_The task_.
Whatever the records say, set them down exactly.

Stored data entries:

════

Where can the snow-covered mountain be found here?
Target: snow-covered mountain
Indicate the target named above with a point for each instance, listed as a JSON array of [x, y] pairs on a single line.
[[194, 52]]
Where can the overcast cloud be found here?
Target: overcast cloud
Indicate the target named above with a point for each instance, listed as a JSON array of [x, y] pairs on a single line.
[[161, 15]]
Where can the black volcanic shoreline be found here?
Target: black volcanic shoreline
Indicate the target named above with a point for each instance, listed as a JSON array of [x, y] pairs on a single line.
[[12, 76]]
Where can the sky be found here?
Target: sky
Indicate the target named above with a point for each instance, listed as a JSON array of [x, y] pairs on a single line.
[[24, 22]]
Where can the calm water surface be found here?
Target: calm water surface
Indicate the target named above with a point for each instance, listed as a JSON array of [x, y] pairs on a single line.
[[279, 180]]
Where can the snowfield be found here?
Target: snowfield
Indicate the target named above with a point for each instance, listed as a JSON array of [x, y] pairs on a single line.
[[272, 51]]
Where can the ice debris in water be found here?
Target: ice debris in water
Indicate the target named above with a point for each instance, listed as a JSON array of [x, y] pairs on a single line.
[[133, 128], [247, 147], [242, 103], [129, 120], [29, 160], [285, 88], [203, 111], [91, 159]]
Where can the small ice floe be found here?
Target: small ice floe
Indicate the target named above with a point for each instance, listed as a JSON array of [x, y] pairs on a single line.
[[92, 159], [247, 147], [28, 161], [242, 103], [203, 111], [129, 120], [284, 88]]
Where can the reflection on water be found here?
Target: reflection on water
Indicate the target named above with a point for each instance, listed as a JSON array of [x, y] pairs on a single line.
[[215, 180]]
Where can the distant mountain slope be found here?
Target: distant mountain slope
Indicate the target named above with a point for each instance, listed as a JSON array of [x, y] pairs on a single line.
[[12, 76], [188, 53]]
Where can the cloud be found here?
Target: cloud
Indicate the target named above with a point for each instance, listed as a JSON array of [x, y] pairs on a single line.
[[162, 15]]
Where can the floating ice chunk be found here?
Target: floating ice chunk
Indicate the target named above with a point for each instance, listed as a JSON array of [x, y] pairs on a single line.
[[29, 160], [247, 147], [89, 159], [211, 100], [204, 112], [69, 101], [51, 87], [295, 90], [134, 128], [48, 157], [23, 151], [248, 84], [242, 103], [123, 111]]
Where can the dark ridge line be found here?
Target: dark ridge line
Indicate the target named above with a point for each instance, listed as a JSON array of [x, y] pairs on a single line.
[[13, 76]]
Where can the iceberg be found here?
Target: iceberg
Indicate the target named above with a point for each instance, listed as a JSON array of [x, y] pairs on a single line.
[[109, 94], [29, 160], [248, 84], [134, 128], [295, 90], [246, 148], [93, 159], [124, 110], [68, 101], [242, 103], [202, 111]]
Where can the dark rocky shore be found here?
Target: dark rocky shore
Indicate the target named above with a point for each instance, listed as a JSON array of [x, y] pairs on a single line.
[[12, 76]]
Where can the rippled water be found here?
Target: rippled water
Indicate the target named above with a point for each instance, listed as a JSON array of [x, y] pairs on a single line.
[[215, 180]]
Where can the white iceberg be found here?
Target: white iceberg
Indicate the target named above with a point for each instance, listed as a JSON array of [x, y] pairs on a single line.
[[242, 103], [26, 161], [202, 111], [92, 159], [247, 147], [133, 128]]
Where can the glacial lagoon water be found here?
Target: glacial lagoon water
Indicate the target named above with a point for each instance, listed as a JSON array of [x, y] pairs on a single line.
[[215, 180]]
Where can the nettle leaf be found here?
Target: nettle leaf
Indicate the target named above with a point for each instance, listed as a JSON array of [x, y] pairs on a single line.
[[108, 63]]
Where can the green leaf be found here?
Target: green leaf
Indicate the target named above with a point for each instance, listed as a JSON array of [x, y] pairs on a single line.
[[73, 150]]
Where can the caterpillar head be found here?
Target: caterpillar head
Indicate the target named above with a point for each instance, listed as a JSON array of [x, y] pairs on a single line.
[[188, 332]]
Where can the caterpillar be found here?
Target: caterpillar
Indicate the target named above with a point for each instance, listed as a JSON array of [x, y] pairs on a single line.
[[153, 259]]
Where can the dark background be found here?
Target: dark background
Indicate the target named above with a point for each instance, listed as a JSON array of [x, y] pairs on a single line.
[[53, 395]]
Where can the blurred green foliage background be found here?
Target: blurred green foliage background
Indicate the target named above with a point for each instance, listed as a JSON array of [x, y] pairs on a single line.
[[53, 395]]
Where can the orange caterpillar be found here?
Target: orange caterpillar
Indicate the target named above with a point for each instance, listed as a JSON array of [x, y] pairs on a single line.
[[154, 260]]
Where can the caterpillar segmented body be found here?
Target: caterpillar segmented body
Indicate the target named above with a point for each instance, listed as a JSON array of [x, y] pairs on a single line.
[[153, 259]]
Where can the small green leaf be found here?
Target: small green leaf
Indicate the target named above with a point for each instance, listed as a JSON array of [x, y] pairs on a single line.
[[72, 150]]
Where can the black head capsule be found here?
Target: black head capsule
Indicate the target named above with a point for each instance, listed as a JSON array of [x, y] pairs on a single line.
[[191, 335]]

════

_The answer_.
Where can the snow-covered mountain be found here?
Target: snow-covered mountain
Indicate the target named above with a point for each instance, listed as a JSON array of [x, y] pairs on a single line.
[[194, 52]]
Where can the overcast cloud be found here?
Target: overcast cloud
Indicate the target named above with a point for each instance, listed as a JSON array of [x, y] pairs on a single line.
[[161, 15]]
Where can the black volcanic shoreline be found here?
Target: black volcanic shoreline
Indicate the target named above with a point for each instance, listed as a JSON array of [x, y] pairs on a single line.
[[12, 76]]
Where can the sky be found here?
Target: sky
Indicate the target named above with a point for each instance, listed as a JSON array of [x, y] pairs on a single line.
[[24, 22]]
Where can the calm water surface be found here?
Target: calm water surface
Indicate the target named above with a point for each instance, listed as a JSON array of [x, y] pairs on a single line.
[[279, 180]]
Where can the snowfield be found here?
Target: snowfield
Indicate the target named above with a point for each instance, listed as a JSON array of [x, y] pairs on a single line.
[[272, 51]]
Where can the ice debris in water be found here?
Target: ice debris in water
Indicate the target named above with a point for each instance, listed as a JSON array of [x, y] pairs on a single line.
[[133, 128], [247, 147], [242, 103], [129, 120], [29, 160], [285, 88], [203, 111], [91, 159]]
Where can the small ice floe be found here?
Target: small ice floe
Indicate the target named above with a point for each instance, listed as a JSON array of [x, y] pairs on a single line.
[[92, 159], [247, 147], [28, 161], [242, 103], [203, 111], [129, 120], [284, 88]]
Where can the reflection on water be found here?
Target: reflection on water
Indicate the target named above with a point for each instance, listed as a JSON array of [x, y] pairs on a single line.
[[215, 180]]
Where can the distant mountain slope be found here?
Target: distant mountain slope
Indicate the target named above with a point for each instance, listed as a JSON array of [x, y] pairs on a single line.
[[12, 76], [188, 53]]
Where can the cloud be found here?
Target: cloud
Indicate the target named above with a point for each instance, listed as a JSON array of [x, y] pairs on a single line.
[[162, 15]]
Where can the floating ice chunk be found here?
Target: floating ice chunk
Indicate the target named above with a point for each instance, listed as a JSON array of [x, y] pairs on a single line.
[[29, 160], [247, 147], [89, 159], [211, 100], [204, 112], [69, 101], [51, 87], [295, 90], [134, 128], [48, 157], [23, 151], [248, 84], [242, 103], [123, 111]]
Where can the dark ridge line be found here?
Target: dark ridge line
Indicate the target named above with a point for each instance, listed as a JSON array of [x, y] pairs on a single line.
[[13, 76]]
Where can the iceberg be found here?
Target: iceberg
Indicate the target named above with a point for each instance, listed as a JSON array of [x, y] pairs on a single line.
[[109, 94], [29, 160], [248, 84], [134, 128], [295, 90], [246, 148], [93, 159], [124, 110], [68, 101], [242, 103], [202, 111]]
Where can the dark rocky shore be found here?
Target: dark rocky shore
Indicate the target named above with a point for each instance, listed as a JSON array of [x, y] pairs on a single line.
[[12, 76]]
Where can the rippled water be found here?
Target: rippled water
Indicate the target named above with a point for each instance, listed as a JSON array of [x, y] pairs on a single line.
[[215, 180]]
Where can the white iceberg be found here?
Target: white iceberg
Indicate the target named above with a point for each instance, listed as a JSON array of [x, y] pairs on a single line.
[[242, 103], [26, 161], [202, 111], [92, 159], [247, 147], [133, 128]]
Where can the glacial lagoon water be found here?
Target: glacial lagoon water
Indicate the target named above with a point for each instance, listed as a JSON array of [x, y] pairs on a single line.
[[215, 180]]
Where can the nettle leaf be found here?
Target: nettle leaf
Indicate the target named above with a point for each instance, listed as a JSON array of [x, y] pairs on a single line.
[[108, 63]]
Where can the green leaf be found here?
Target: green leaf
Indicate the target named above with a point for each instance, listed as a JSON array of [x, y] pairs on a single line.
[[73, 150]]
Where can the caterpillar head be found here?
Target: caterpillar head
Indicate the target named above with a point for each instance, listed as a JSON array of [x, y] pairs on a single line.
[[188, 332]]
Where can the caterpillar be found here?
Target: caterpillar
Indicate the target named above with a point for each instance, listed as a JSON array of [x, y] pairs on a single line.
[[153, 259]]
Where can the dark background be found here?
Target: dark background
Indicate the target named above with a point for each instance, listed as a JSON array of [x, y] pairs on a single line.
[[53, 395]]
Where can the blurred green foliage background be found here?
Target: blurred green foliage background
Indicate the target named above with a point for each instance, listed as a JSON array of [x, y] pairs on a single line.
[[53, 395]]
Where can the orange caterpillar be found here?
Target: orange caterpillar
Indicate the target named above with a point for each instance, listed as a JSON array of [x, y] pairs on a single line.
[[154, 260]]
Where can the caterpillar segmented body be found here?
Target: caterpillar segmented body
Indicate the target named above with a point for each instance, listed as a JSON array of [x, y] pairs on a single line.
[[153, 259]]
Where can the small green leaf be found here?
Target: small green leaf
Indicate the target named above with a point for each instance, listed as a JSON array of [x, y] pairs on a single line.
[[72, 150]]
Where can the black head capsule be found here?
Target: black head capsule
Indicate the target named above with a point for each instance, listed as a JSON array of [x, y] pairs on a single line.
[[191, 335]]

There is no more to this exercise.